*Written request*
Copy every record below exactly as written, but leave out the pictures.
** START OF Dataset records **
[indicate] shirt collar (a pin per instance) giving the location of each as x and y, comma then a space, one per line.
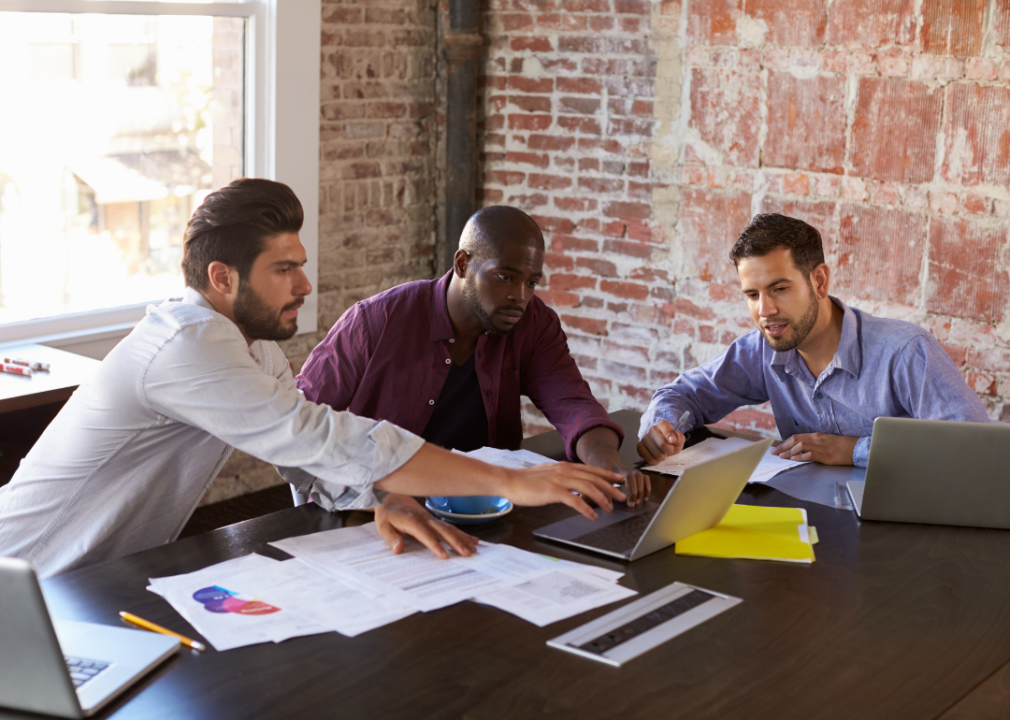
847, 356
441, 327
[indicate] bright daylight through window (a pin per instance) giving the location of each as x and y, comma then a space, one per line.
113, 129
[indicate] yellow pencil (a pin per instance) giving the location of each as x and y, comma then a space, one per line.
147, 625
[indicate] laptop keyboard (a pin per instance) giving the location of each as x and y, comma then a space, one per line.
82, 670
621, 536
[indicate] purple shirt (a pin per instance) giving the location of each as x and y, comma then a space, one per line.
387, 358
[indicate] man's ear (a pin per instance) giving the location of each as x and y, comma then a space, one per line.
223, 278
461, 262
820, 279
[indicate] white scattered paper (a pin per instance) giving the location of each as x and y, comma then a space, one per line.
712, 447
303, 590
415, 577
556, 596
517, 459
226, 617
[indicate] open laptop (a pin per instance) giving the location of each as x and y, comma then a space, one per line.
698, 501
936, 472
66, 669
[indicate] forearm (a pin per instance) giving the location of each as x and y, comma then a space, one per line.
600, 447
433, 471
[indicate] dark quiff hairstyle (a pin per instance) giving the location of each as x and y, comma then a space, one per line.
770, 231
489, 230
232, 224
** END OF Dataset records **
*Complete answer*
[indicate] shirt collar (a pin per instance) giving the location of each as x and y, comma then a space, one per line.
847, 356
441, 327
[indicate] bright daylight through window (a pin per instance) giving the location of each as x and y, comma then a space, one per line.
113, 129
[indicate] yellow pencil (a pin per instance) giving the location of each as x and y, comma then a space, one per line.
147, 625
[indicate] laptop keyboard (a pin per instance) giving the location of each as x and y, comma then a space, one per line.
82, 670
621, 536
[indicate] purple shirt (a pin per instance) giving the location of each as x and y, comma then a space, one per line.
387, 358
[indicate] man's ear (a pin per instance) giving the location of each as x and y, comma then a space, one per line.
223, 278
461, 262
820, 279
[indicate] white scattered paper (a pin per instance) giving the location of each as x and y, comma then a space, one per line.
712, 447
303, 590
415, 577
556, 596
517, 459
226, 617
[indicate] open laptop (a pin per instance) giving the location of each as x and y, comma then a space, one per line.
698, 501
936, 472
66, 669
[indicate] forearm (a pin per instance) giving the location of each as x and y, comma then a space, one per line.
600, 447
433, 471
[indicate] dark quiff hairstyle (a pin per instance) giving the location of each as x and y, comma then a space, one per line.
770, 231
489, 230
232, 224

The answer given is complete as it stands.